━━━━━ PROVIDED TEXT ━━━━━

Axes and ships, though, are just objects. What happens when we apply the "Ship of Thesesus" to a person? There's an interesting way to think about this, using a device common in science fiction. Many science fiction stories feature a "matter transmitter" or "teleporter" a device that can make a thing or person in one place disappear and then cause the same thing or person to reappear, practically instantaneously, elsewhere. Famous examples include the Star Trek "Transporter " and the device used by the unfortunate scientist in The Fly to transmit himself from one place to another. There are several explanations for how such a device might work, some involving unlikely concepts such as moving through a higher dimension or some sort of wormhole in space-time.

━━━━━

• **DESCRIPTION OF THE TASK**
Transcribe the passage on teleporters and personal identity word for word, between "Axes and ships, though, are" and "wormhole in space-time.", inclusive.

━━━━━ DATA ━━━━━

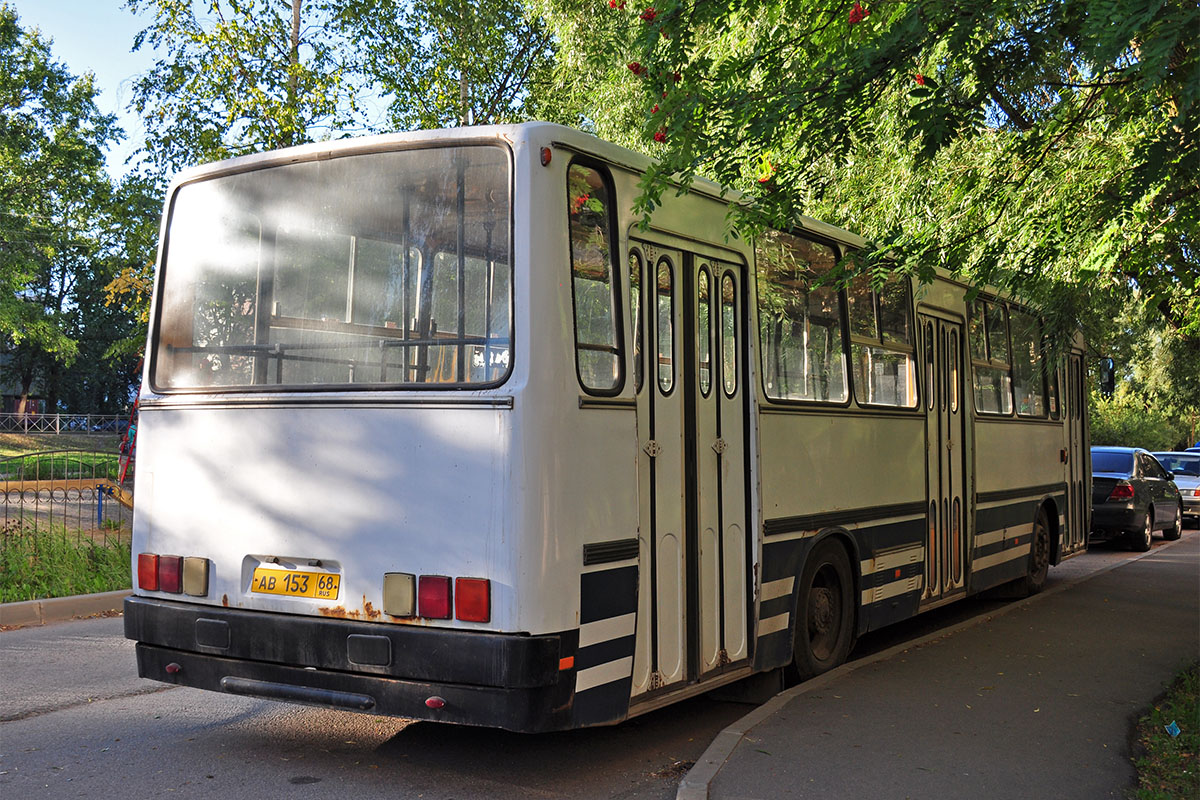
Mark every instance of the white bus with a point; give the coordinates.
(431, 427)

━━━━━

• **TASK SOLUTION**
Axes and ships, though, are just objects. What happens when we apply the "Ship of Thesesus" to a person? There's an interesting way to think about this, using a device common in science fiction. Many science fiction stories feature a "matter transmitter" or "teleporter" a device that can make a thing or person in one place disappear and then cause the same thing or person to reappear, practically instantaneously, elsewhere. Famous examples include the Star Trek "Transporter " and the device used by the unfortunate scientist in The Fly to transmit himself from one place to another. There are several explanations for how such a device might work, some involving unlikely concepts such as moving through a higher dimension or some sort of wormhole in space-time.